Task objective → Please convert all the entries below into a Markdown table with two columns, Row and Line, giving each line its own numbered row and skipping blank lines.
┌──
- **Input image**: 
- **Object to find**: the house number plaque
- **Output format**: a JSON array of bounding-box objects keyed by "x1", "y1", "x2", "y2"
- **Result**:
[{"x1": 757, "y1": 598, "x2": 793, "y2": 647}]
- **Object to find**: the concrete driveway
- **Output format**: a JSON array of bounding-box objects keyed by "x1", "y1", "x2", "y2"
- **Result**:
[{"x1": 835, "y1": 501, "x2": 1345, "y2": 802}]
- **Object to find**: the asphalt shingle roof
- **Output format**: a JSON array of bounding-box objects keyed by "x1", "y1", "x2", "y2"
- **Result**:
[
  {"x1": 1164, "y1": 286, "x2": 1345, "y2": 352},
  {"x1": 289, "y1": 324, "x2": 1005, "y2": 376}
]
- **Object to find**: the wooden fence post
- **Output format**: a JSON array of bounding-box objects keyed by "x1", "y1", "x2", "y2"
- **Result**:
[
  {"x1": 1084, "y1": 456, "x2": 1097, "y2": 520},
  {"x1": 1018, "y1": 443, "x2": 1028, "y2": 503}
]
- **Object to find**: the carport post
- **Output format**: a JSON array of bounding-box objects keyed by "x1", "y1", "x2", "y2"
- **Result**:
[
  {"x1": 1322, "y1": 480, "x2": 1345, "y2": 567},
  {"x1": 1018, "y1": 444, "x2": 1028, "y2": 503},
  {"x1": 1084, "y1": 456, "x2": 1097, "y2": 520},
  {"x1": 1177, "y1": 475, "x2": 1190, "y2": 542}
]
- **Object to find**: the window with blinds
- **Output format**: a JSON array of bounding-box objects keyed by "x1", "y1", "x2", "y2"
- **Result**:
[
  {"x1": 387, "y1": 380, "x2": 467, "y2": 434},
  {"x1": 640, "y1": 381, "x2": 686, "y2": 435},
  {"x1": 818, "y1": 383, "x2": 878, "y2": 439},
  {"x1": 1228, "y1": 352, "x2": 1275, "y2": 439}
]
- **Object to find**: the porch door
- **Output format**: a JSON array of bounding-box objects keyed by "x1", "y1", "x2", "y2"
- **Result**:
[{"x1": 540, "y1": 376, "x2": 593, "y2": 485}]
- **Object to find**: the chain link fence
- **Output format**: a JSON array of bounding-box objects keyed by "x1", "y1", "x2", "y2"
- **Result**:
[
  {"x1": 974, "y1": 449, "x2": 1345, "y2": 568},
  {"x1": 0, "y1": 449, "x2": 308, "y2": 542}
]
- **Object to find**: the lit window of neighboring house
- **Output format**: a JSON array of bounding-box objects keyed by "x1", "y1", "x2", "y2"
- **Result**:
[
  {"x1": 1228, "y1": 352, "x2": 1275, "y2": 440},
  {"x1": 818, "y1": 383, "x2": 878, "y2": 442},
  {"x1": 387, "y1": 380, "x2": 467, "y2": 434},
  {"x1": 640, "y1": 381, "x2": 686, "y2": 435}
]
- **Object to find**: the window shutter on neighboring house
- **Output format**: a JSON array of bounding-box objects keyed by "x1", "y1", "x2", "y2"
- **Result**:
└──
Solution to this problem →
| Row | Line |
|---|---|
| 1 | - **Input image**:  |
| 2 | - **Object to find**: the house number plaque |
| 3 | - **Output format**: a JSON array of bounding-box objects keyed by "x1", "y1", "x2", "y2" |
| 4 | - **Result**: |
| 5 | [{"x1": 757, "y1": 598, "x2": 793, "y2": 647}] |
| 6 | - **Object to find**: the concrete driveway |
| 7 | - **Output format**: a JSON array of bounding-box objects keyed by "x1", "y1", "x2", "y2" |
| 8 | - **Result**: |
| 9 | [{"x1": 835, "y1": 501, "x2": 1345, "y2": 802}] |
| 10 | - **Object to find**: the asphalt shingle roof |
| 11 | - **Output format**: a JSON array of bounding-box objects keyed by "x1", "y1", "x2", "y2" |
| 12 | - **Result**: |
| 13 | [ |
| 14 |   {"x1": 1164, "y1": 286, "x2": 1345, "y2": 352}, |
| 15 |   {"x1": 289, "y1": 324, "x2": 1005, "y2": 376} |
| 16 | ] |
| 17 | - **Object to find**: the wooden fence post |
| 18 | - **Output format**: a JSON array of bounding-box objects keyed by "x1", "y1", "x2", "y2" |
| 19 | - **Result**: |
| 20 | [ |
| 21 |   {"x1": 1084, "y1": 456, "x2": 1097, "y2": 520}, |
| 22 |   {"x1": 1018, "y1": 443, "x2": 1028, "y2": 503} |
| 23 | ] |
| 24 | - **Object to find**: the carport post |
| 25 | - **Output format**: a JSON array of bounding-box objects keyed by "x1", "y1", "x2", "y2" |
| 26 | - **Result**: |
| 27 | [ |
| 28 |   {"x1": 1322, "y1": 480, "x2": 1345, "y2": 567}, |
| 29 |   {"x1": 1018, "y1": 444, "x2": 1028, "y2": 503}, |
| 30 |   {"x1": 1084, "y1": 456, "x2": 1097, "y2": 520}, |
| 31 |   {"x1": 1177, "y1": 475, "x2": 1190, "y2": 542} |
| 32 | ] |
| 33 | - **Object to find**: the window with blinds |
| 34 | - **Output format**: a JSON array of bounding-box objects keyed by "x1", "y1", "x2", "y2" |
| 35 | - **Result**: |
| 36 | [ |
| 37 |   {"x1": 387, "y1": 380, "x2": 467, "y2": 434}, |
| 38 |   {"x1": 640, "y1": 381, "x2": 686, "y2": 435}, |
| 39 |   {"x1": 818, "y1": 383, "x2": 878, "y2": 439}, |
| 40 |   {"x1": 1228, "y1": 352, "x2": 1275, "y2": 439} |
| 41 | ] |
| 42 | - **Object to find**: the porch door |
| 43 | - **Output format**: a JSON array of bounding-box objects keyed by "x1", "y1", "x2", "y2" |
| 44 | - **Result**: |
| 45 | [{"x1": 540, "y1": 376, "x2": 593, "y2": 485}] |
| 46 | - **Object to find**: the chain link fence |
| 47 | - **Output format**: a JSON array of bounding-box objects keyed by "x1", "y1", "x2", "y2" |
| 48 | - **Result**: |
| 49 | [ |
| 50 |   {"x1": 974, "y1": 449, "x2": 1345, "y2": 568}, |
| 51 |   {"x1": 0, "y1": 449, "x2": 308, "y2": 542} |
| 52 | ] |
| 53 | - **Object to find**: the lit window of neighboring house |
| 54 | - **Output format**: a JSON array of bounding-box objects keyed by "x1", "y1", "x2", "y2" |
| 55 | - **Result**: |
| 56 | [ |
| 57 |   {"x1": 1228, "y1": 352, "x2": 1275, "y2": 440}, |
| 58 |   {"x1": 818, "y1": 383, "x2": 878, "y2": 442}, |
| 59 |   {"x1": 387, "y1": 380, "x2": 467, "y2": 434}, |
| 60 |   {"x1": 640, "y1": 381, "x2": 686, "y2": 435} |
| 61 | ] |
| 62 | - **Object to find**: the window shutter on neighboring house |
| 63 | - **Output format**: a JSON array of bounding-box objects keyed by "x1", "y1", "x2", "y2" |
| 64 | - **Result**: |